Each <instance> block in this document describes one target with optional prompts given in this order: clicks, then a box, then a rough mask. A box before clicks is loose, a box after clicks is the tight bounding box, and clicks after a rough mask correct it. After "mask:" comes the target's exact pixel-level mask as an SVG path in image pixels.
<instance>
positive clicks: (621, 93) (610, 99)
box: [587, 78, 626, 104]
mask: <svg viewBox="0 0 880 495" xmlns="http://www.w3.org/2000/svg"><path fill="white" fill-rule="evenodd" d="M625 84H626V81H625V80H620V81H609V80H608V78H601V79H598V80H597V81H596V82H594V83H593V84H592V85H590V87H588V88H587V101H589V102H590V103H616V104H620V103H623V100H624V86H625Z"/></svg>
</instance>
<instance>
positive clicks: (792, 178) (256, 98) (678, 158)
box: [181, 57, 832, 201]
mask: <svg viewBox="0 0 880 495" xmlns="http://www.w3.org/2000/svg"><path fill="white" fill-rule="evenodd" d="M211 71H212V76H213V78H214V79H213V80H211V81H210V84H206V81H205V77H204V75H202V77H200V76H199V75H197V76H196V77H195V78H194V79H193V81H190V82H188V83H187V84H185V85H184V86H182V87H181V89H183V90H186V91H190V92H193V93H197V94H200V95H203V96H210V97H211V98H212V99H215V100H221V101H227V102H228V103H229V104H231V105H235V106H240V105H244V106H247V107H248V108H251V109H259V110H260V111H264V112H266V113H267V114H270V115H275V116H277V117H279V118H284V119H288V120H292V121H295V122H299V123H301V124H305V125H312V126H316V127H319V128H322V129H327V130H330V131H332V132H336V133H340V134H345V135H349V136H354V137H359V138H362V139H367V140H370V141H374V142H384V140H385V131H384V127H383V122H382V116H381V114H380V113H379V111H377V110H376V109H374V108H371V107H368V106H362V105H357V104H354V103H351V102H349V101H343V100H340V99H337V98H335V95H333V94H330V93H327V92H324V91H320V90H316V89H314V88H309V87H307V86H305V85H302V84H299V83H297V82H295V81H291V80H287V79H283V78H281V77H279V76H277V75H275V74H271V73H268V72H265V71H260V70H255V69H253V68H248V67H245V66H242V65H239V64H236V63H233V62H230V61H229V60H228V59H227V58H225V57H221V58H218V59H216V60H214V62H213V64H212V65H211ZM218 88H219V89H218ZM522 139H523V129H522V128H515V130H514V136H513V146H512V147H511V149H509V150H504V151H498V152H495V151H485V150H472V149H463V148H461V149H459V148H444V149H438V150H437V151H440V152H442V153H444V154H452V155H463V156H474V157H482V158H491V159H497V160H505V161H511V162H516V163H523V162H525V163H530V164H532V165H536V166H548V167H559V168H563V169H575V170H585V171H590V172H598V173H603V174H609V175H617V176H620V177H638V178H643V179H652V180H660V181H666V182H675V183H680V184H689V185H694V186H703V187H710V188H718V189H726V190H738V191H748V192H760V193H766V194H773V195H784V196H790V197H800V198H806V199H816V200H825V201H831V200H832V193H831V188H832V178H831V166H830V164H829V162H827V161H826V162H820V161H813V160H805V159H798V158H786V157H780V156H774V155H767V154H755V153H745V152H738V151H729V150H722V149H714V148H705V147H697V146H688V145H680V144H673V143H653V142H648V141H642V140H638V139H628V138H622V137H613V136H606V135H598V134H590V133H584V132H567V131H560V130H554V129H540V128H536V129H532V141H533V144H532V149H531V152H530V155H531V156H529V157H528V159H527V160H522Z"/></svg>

---*---

- What is expected: Copy the entire listing, keeping each line exactly as it is.

- Expected answer:
Each <instance> block in this document describes one target with optional prompts given in this order: clicks, then a box, then a rough mask. A box before clicks is loose, a box after clicks is the tight bounding box, and clicks after a rough mask correct it. After "mask:" comes the target's exact pixel-level mask as an SVG path in image pixels.
<instance>
positive clicks: (621, 93) (610, 99)
box: [587, 78, 626, 104]
mask: <svg viewBox="0 0 880 495" xmlns="http://www.w3.org/2000/svg"><path fill="white" fill-rule="evenodd" d="M625 84H626V81H625V80H620V81H609V80H608V78H601V79H598V80H597V81H596V82H594V83H593V84H592V85H590V87H588V88H587V101H589V102H590V103H616V104H620V103H623V100H624V86H625Z"/></svg>
</instance>
<instance>
positive clicks: (792, 178) (256, 98) (678, 158)
box: [181, 57, 832, 201]
mask: <svg viewBox="0 0 880 495" xmlns="http://www.w3.org/2000/svg"><path fill="white" fill-rule="evenodd" d="M211 71H212V76H213V78H214V79H213V80H211V81H210V84H206V81H205V77H204V75H202V77H200V76H199V75H197V76H196V77H195V78H194V79H193V81H190V82H188V83H187V84H185V85H184V86H182V87H181V89H183V90H186V91H190V92H193V93H197V94H200V95H203V96H210V97H211V98H212V99H215V100H221V101H227V102H228V103H229V104H231V105H235V106H240V105H244V106H247V107H248V108H251V109H259V110H260V111H264V112H266V113H267V114H270V115H275V116H277V117H279V118H284V119H288V120H292V121H295V122H299V123H301V124H305V125H312V126H316V127H319V128H322V129H327V130H330V131H332V132H336V133H340V134H345V135H349V136H354V137H359V138H362V139H367V140H370V141H374V142H384V140H385V131H384V127H383V122H382V116H381V114H380V113H379V111H377V110H376V109H374V108H371V107H368V106H362V105H357V104H354V103H351V102H349V101H343V100H340V99H337V98H335V95H333V94H330V93H327V92H324V91H320V90H316V89H314V88H309V87H307V86H305V85H302V84H299V83H297V82H295V81H291V80H287V79H283V78H281V77H279V76H277V75H275V74H271V73H268V72H265V71H260V70H255V69H253V68H248V67H245V66H242V65H239V64H236V63H233V62H230V61H229V60H228V59H227V58H225V57H221V58H218V59H216V60H214V62H213V64H212V65H211ZM218 88H219V89H218ZM522 139H523V129H522V128H515V130H514V136H513V146H512V147H511V149H509V150H504V151H498V152H495V151H485V150H472V149H463V148H461V149H459V148H444V149H438V150H437V151H440V152H442V153H444V154H452V155H463V156H474V157H482V158H491V159H497V160H505V161H511V162H516V163H523V162H525V163H530V164H532V165H536V166H548V167H559V168H563V169H575V170H585V171H590V172H598V173H603V174H609V175H617V176H620V177H638V178H643V179H652V180H660V181H666V182H675V183H680V184H689V185H694V186H703V187H710V188H718V189H726V190H738V191H748V192H760V193H766V194H773V195H784V196H790V197H800V198H806V199H816V200H825V201H831V200H832V193H831V188H832V178H831V166H830V164H829V162H827V161H826V162H820V161H813V160H805V159H798V158H786V157H780V156H774V155H767V154H755V153H745V152H738V151H729V150H722V149H714V148H705V147H697V146H688V145H680V144H673V143H653V142H648V141H642V140H638V139H628V138H622V137H613V136H606V135H598V134H590V133H584V132H567V131H560V130H554V129H540V128H536V129H532V141H533V144H532V149H531V152H530V155H531V156H529V157H528V159H527V160H522Z"/></svg>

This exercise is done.